List every line of the listing below that contains the string "branch". Case counts.

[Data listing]
=======

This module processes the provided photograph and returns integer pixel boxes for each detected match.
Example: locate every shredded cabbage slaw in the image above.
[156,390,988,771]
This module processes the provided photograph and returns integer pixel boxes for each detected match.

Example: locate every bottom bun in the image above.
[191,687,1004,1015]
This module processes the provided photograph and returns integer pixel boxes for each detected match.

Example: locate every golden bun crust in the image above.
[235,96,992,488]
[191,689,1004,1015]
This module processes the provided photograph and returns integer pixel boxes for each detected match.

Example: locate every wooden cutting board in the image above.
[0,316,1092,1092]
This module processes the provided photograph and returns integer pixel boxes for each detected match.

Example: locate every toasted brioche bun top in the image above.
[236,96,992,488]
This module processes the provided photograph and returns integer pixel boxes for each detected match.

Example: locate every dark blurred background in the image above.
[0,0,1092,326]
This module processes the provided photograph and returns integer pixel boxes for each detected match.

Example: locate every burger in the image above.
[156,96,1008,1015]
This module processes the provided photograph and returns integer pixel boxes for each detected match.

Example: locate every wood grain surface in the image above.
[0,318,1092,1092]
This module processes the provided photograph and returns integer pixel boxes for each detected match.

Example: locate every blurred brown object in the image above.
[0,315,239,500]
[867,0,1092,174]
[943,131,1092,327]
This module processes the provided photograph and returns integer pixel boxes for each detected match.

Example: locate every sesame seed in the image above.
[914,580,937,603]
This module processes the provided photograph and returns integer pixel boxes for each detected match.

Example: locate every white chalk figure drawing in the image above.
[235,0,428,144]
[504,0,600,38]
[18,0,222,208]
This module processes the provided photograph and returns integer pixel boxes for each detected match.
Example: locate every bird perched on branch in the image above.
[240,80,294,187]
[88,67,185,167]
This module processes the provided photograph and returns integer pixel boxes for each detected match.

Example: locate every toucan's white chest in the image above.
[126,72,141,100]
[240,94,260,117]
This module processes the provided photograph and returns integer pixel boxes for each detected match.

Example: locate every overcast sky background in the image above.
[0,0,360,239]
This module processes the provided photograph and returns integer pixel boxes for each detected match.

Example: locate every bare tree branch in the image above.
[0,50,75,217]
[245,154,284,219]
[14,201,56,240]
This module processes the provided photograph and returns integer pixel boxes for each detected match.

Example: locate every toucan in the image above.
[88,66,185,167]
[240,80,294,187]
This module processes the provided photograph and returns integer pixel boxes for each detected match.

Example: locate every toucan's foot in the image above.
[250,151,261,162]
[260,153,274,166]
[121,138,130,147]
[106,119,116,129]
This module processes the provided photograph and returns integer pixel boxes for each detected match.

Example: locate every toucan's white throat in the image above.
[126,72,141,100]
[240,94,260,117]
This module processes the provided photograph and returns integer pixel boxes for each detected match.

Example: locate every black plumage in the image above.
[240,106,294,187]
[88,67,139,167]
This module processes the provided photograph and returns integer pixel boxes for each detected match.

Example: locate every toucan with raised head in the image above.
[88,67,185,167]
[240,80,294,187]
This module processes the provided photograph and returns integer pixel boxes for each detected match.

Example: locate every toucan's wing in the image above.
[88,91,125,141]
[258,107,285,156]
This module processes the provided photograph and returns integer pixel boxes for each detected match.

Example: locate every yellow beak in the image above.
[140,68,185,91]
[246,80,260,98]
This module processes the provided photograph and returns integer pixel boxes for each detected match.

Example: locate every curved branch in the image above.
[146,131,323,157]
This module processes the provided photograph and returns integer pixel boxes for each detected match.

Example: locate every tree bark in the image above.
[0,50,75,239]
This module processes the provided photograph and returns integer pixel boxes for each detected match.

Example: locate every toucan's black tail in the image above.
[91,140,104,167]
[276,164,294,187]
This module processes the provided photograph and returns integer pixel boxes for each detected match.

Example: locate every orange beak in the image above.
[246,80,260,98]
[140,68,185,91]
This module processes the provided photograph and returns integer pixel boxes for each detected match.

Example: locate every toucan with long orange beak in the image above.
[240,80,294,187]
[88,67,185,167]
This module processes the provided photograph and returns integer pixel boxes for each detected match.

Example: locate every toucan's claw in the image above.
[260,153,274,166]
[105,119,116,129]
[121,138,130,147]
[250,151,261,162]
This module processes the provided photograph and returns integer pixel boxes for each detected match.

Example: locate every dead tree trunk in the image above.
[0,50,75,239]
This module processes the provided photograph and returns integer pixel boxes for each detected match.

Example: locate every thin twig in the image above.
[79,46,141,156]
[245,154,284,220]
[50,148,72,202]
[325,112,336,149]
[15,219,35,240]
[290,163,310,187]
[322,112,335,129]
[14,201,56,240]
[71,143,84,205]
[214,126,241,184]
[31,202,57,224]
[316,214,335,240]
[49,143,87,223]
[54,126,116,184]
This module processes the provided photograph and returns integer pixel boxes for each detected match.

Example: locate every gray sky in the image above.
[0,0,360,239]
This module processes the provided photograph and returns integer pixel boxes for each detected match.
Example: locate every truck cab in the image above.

=======

● **Right answer**:
Example: locate every bird perched on branch in the image above.
Example: locate every bare tree branch in the image above.
Example: locate every curved branch in the image above.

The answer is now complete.